WHAT YOU HAVE TO DO: Output each line exactly as it appears, skipping any embedded picture.
— BEGIN —
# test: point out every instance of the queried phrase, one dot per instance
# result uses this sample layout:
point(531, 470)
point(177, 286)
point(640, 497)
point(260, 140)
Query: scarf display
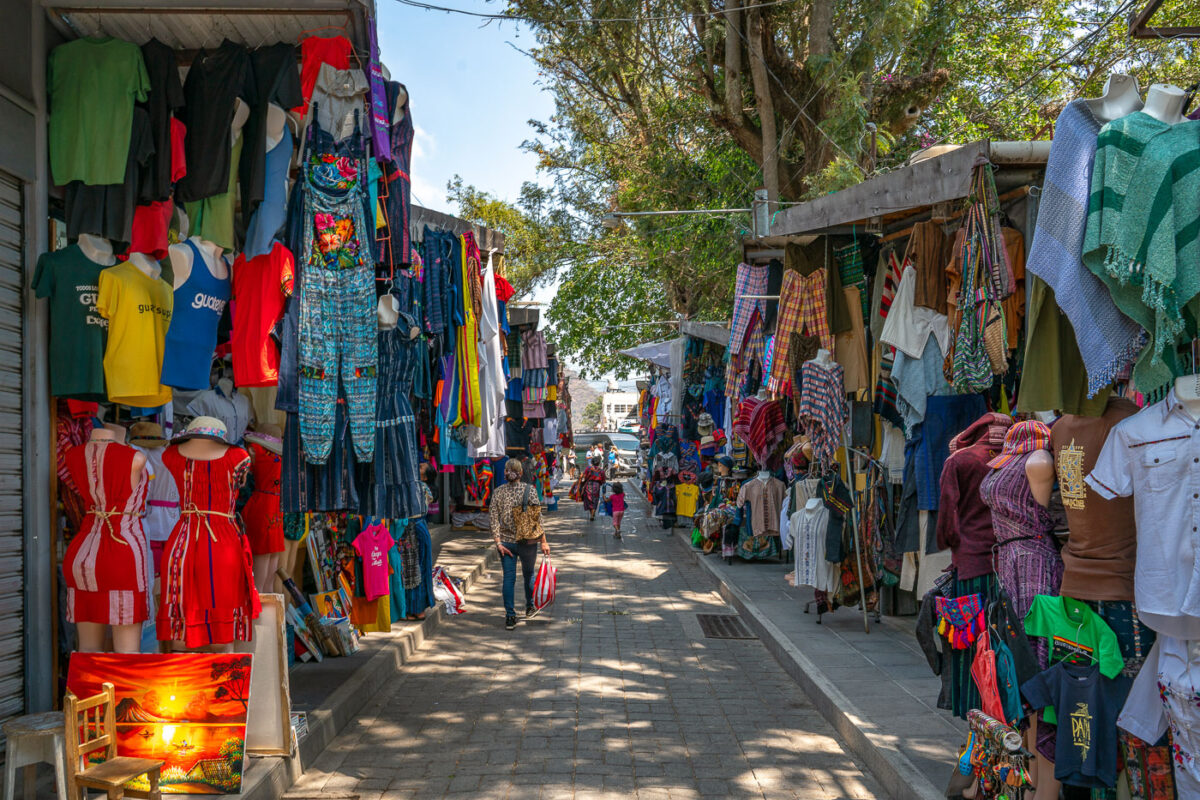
point(1108, 340)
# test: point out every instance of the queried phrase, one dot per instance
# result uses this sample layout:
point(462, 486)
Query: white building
point(616, 407)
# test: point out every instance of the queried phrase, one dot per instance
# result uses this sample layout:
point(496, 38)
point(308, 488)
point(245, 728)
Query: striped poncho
point(1156, 257)
point(1108, 340)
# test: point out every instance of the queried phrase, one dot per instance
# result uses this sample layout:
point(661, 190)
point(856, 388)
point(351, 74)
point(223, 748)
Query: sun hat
point(147, 434)
point(1023, 438)
point(204, 427)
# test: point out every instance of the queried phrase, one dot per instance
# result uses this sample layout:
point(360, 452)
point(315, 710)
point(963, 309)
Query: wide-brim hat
point(1023, 438)
point(147, 434)
point(204, 427)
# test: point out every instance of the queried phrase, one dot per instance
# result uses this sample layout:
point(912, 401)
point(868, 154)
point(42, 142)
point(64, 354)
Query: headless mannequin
point(1039, 471)
point(268, 563)
point(1164, 102)
point(181, 260)
point(150, 268)
point(96, 250)
point(1120, 98)
point(93, 636)
point(203, 450)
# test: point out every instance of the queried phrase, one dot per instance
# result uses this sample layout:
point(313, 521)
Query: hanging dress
point(264, 522)
point(107, 567)
point(208, 593)
point(397, 482)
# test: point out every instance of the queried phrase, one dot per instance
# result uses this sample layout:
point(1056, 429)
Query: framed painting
point(186, 709)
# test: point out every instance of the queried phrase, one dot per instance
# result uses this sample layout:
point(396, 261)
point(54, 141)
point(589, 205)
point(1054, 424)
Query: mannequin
point(96, 250)
point(93, 636)
point(181, 260)
point(1164, 102)
point(150, 268)
point(1121, 97)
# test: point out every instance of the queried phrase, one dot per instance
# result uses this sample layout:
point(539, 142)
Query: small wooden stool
point(35, 739)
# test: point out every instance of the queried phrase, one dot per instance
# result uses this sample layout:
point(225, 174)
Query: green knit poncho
point(1153, 265)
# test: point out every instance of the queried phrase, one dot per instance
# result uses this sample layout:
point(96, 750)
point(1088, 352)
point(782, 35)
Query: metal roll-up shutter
point(12, 577)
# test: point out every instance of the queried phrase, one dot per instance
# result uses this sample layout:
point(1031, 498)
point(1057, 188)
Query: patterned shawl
point(1108, 340)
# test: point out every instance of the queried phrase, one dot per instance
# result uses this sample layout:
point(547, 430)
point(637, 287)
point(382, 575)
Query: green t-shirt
point(1073, 632)
point(93, 86)
point(77, 330)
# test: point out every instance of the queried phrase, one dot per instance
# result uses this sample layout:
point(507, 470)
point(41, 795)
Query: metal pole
point(853, 518)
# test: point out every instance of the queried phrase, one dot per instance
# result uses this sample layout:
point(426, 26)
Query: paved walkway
point(613, 692)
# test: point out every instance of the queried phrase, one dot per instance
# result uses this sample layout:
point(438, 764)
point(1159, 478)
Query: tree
point(592, 413)
point(234, 677)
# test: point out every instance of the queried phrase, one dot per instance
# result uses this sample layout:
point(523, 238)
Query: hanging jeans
point(337, 298)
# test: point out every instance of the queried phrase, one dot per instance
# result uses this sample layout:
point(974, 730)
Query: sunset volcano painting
point(185, 709)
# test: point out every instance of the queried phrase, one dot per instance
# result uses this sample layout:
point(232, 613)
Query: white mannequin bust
point(1164, 102)
point(96, 250)
point(1121, 97)
point(150, 268)
point(181, 260)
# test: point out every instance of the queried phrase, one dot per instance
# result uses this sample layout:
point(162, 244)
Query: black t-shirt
point(166, 97)
point(1087, 705)
point(214, 84)
point(276, 80)
point(107, 210)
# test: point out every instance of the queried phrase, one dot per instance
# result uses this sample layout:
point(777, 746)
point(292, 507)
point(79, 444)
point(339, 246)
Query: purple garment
point(381, 124)
point(1027, 560)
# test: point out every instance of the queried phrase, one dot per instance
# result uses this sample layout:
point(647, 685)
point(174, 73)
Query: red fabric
point(208, 593)
point(264, 523)
point(315, 50)
point(261, 288)
point(151, 222)
point(178, 158)
point(106, 567)
point(504, 289)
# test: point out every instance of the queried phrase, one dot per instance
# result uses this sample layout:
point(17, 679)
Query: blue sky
point(472, 96)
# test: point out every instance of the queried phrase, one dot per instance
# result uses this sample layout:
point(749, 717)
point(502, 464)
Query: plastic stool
point(35, 739)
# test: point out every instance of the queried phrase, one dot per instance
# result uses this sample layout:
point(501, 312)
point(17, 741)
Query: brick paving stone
point(610, 693)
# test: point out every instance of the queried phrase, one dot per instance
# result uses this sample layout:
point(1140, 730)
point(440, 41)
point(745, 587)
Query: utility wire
point(581, 20)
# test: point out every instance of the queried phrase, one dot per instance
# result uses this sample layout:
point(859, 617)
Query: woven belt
point(204, 517)
point(107, 516)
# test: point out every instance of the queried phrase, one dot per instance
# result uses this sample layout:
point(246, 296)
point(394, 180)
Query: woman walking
point(515, 493)
point(593, 481)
— END —
WRITTEN SOLUTION:
# test: point out every instance of the queried phrase, one dot per instance
# result uses this sample layout:
point(531, 470)
point(177, 286)
point(640, 497)
point(260, 140)
Query: scarf display
point(1108, 340)
# test: point out every instance of the queried phrase, one dot per instance
# result uses this sample layout:
point(462, 486)
Query: white building
point(616, 407)
# test: point out every instance of the queried phrase, one dot per instance
# result uses this sample layout:
point(496, 38)
point(308, 488)
point(245, 728)
Query: striped poncho
point(1156, 257)
point(1108, 340)
# test: point out every instance of the queried phrase, one dot per instance
# result uses this sample layout:
point(661, 190)
point(856, 388)
point(351, 74)
point(223, 748)
Query: sun hat
point(147, 434)
point(1023, 438)
point(204, 427)
# test: point out every instance of the queried phrase, one dot per instance
# result uses this sample layout:
point(360, 452)
point(315, 710)
point(963, 309)
Query: wide-brim hat
point(1023, 438)
point(147, 434)
point(204, 427)
# test: point out every instance of the queried phrase, one dot per instance
# result uses this sample layout:
point(912, 401)
point(868, 154)
point(42, 142)
point(64, 354)
Query: headless mannequin
point(1039, 471)
point(268, 563)
point(1164, 102)
point(181, 260)
point(150, 268)
point(96, 250)
point(1120, 98)
point(93, 636)
point(203, 450)
# test: point out every instance of the queried phrase, one dot per instance
# result uses this sample layout:
point(313, 521)
Query: hanging dress
point(264, 522)
point(107, 567)
point(208, 593)
point(397, 482)
# test: point out every instance of the queried phrase, one dot per instance
# result uses this sample layout:
point(1056, 429)
Query: framed painting
point(186, 709)
# test: point out every instance of the queried phrase, one dot per instance
# result uses this sample layout:
point(396, 261)
point(54, 141)
point(589, 205)
point(1054, 424)
Query: mannequin
point(96, 250)
point(93, 636)
point(181, 260)
point(1164, 102)
point(150, 268)
point(1121, 97)
# test: point out every instance of the queried phrase, one dot per instance
# result uses this sample layout:
point(539, 142)
Query: small wooden stool
point(35, 739)
# test: point out every instance of the queried phrase, one dot per instance
# result uses this sample layout:
point(225, 174)
Query: green knit poncho
point(1153, 265)
# test: point out every instance of the queried phrase, one dot per instance
# result uses this sample layout:
point(96, 750)
point(1088, 352)
point(782, 35)
Query: metal roll-up shutter
point(12, 577)
# test: point out every instance of the queried phrase, one dot per instance
# result uses this sample layout:
point(1031, 498)
point(1057, 188)
Query: patterned shawl
point(1108, 340)
# test: point out every instance of the queried phrase, one dot per instance
# result uses this sample layout:
point(547, 430)
point(637, 287)
point(382, 575)
Query: green t-shirt
point(1073, 632)
point(93, 86)
point(77, 330)
# test: point out every instance of the queried phrase, one dot per instance
# result uses this sample layout:
point(507, 470)
point(41, 795)
Query: metal pole
point(853, 518)
# test: point out every instance of the queried phrase, one dot per instance
# result uses this sample layout:
point(426, 26)
Query: paved walkway
point(613, 692)
# test: point out every instance of the queried phrase, one dot per instance
# result uses this sample layout:
point(438, 764)
point(1159, 478)
Query: tree
point(592, 413)
point(234, 677)
# test: point out every instance of the queried phrase, one dot per instance
# result uses this sample layout:
point(523, 238)
Query: hanging jeans
point(337, 298)
# test: point out every instance of the queried phrase, one dot per instance
# result uses this sample layout:
point(974, 730)
Query: sunset volcano painting
point(185, 709)
# test: point out every instance of the queried phrase, one dot per instance
# result uses this sample layout:
point(232, 613)
Query: white mannequin bust
point(1164, 102)
point(96, 250)
point(1121, 97)
point(150, 268)
point(181, 260)
# test: point out every instance of the queried phrase, one dot per instance
# result uses this sample layout:
point(162, 244)
Query: black t-shirt
point(166, 97)
point(1087, 705)
point(214, 84)
point(276, 80)
point(107, 210)
# test: point out every instance of the queried phrase, one dot per instance
# result uses this sample layout:
point(777, 746)
point(292, 507)
point(79, 444)
point(339, 246)
Query: purple garment
point(381, 124)
point(1027, 560)
# test: point out every instance of the queried phrase, one dot per instance
# result uses this sample layout:
point(647, 685)
point(174, 73)
Query: red fabric
point(208, 593)
point(264, 523)
point(315, 50)
point(261, 288)
point(151, 222)
point(178, 158)
point(106, 567)
point(504, 289)
# test: point out every instance of the queried phrase, one dot per instance
# result uses this sample layout:
point(17, 679)
Query: blue sky
point(472, 96)
# test: point out every instance of the queried phrase, one dot per instance
# result uses this sample layout:
point(749, 717)
point(502, 464)
Query: plastic stool
point(35, 739)
# test: point out every instance of the queried phrase, one dot per instance
# result uses this sample layout:
point(501, 312)
point(17, 741)
Query: brick paving stone
point(610, 693)
# test: point out every instance of the queried phrase, one dot per instance
# result uses this sample layout:
point(1140, 730)
point(440, 41)
point(745, 587)
Query: utility wire
point(581, 20)
# test: point out every instance of the queried phrase, one dot per instance
# result uses this sample layout:
point(859, 617)
Query: woven belt
point(204, 517)
point(107, 516)
# test: point out every instance of the queried phrase, one dot per instance
# result uses this sample layout:
point(246, 296)
point(394, 180)
Query: woman walking
point(515, 493)
point(593, 481)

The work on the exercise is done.